TEXTABSCHNITT –
Außer diesen Hauptfeststellungen enthält der Entwurf das bekannte Konzept der Fortschreibungen (Wert-, Art-, Zurechnungs- oder Fehlerfortschreibung), der Nachfeststellung oder auch der Aufhebung der Grundsteuerwerte. Dabei sind den Fortschreibungen und Nachfeststellungen jeweils die Wertverhältnisse im vorangegangenen Hauptfeststellungszeitpunkt zugrunde zu legen.

Wesentlich Veränderungen ggü. dem geltenden Recht ergeben sich im Bereich der Erklärungen zur Feststellung von Grundsteuerwerten. Für die erste Hauptfeststellung per 1.1.2022 besteht für alle Eigentümer inländischer Immobilien eine Pflicht zur Abgabe einer Feststellungserklärung. Nachfolgende Hauptfeststellungen sollen nach den gegenwärtigen Vorstellungen der Autoren der Reform „automationsgestützt erfolgen“, sodass keine weiteren allgemeinen Erklärungen zu den Hauptfeststellungen erforderlich seien. Der Entwurf geht davon aus, dass „programmtechnische Verbindungen“ zwischen den Daten der Finanzverwaltung und den Daten anderer Behörden (insbesondere Katasterämter, Grundbuchämter) geschaffen werden können. Ferner müssen Erklärungen bei Aufforderung durch die Finanzbehörde abgegeben werden, etwa bei neu entstandenen wirtschaftlichen Einheiten.

Völlig neu ist indessen die Verpflichtung der Steuerpflichtigen, „bei einer Änderung der tatsächlichen Verhältnisse, die die Höhe des Grundsteuerwertes, die Vermögensart oder die Art der Grundstücksgruppe beeinflussen oder zu einer erstmaligen Feststellung führen können“, auf den Beginn des folgenden Kalenderjahres eine Erklärung abzugeben. Derartige Sachverhalte können sich im Zuge von An-, Um- oder Ausbauten, nach grundlegenden Modernisierungen oder Nutzungsänderungen ergeben (§ 214 Abs. 2 BewG-E). Eine wesentliche Beanstandung des geltenden Rechts bezog sich auf eben diesen Umstand, dass die in diesem Bereich an sich vorgesehen Meldungen von Baubehörden etc. an die Finanzbehörden nicht zuverlässig erfolgten, sodass der aktuelle Gebäudezustand und die aktuellen Gebäudenutzungen im festgestellten Einheitswert vielfach keine Berücksichtigung fanden.

AUFGABENSTELLUNG – Welche Arten der Fortschreibung nennt der Textabschnitt zur Grundsteuer? Führen Sie alle auf.

EXTRAHIERTE EINTRÄGE –
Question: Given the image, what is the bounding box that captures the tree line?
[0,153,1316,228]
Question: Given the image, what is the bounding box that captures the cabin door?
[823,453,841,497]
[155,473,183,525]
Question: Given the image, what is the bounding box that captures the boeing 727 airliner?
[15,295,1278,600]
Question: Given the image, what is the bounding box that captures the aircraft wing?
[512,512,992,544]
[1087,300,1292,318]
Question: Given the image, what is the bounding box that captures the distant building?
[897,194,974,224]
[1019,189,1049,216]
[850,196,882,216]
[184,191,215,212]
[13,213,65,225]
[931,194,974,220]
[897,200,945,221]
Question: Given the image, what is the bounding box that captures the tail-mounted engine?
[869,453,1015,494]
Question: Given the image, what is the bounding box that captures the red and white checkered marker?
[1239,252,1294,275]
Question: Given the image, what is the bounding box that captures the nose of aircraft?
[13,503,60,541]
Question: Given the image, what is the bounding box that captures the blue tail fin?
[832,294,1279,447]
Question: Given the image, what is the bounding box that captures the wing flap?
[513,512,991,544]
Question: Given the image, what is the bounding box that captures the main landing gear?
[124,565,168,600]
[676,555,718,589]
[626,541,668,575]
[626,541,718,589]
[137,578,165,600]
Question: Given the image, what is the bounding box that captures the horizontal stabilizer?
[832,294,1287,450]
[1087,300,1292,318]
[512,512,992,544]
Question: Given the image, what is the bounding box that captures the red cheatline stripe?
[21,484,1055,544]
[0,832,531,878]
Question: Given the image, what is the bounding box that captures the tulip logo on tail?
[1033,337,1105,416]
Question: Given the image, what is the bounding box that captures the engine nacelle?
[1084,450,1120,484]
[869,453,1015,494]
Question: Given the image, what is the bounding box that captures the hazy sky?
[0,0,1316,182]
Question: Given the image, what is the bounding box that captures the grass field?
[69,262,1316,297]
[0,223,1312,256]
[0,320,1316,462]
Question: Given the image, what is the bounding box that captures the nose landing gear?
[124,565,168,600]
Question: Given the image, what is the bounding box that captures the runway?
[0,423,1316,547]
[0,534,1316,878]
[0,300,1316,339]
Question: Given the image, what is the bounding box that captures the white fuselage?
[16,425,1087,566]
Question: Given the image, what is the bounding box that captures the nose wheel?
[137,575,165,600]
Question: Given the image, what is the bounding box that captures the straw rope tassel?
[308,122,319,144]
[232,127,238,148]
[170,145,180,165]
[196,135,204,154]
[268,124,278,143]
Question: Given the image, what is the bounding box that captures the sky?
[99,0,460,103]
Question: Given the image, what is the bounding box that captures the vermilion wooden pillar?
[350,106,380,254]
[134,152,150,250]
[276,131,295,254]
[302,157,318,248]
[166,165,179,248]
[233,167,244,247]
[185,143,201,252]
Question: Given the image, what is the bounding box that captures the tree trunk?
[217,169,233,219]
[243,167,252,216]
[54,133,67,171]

LÖSUNG – Wertfortschreibung, Artfortschreibung, Zurechnungsfortschreibung, Fehlerfortschreibung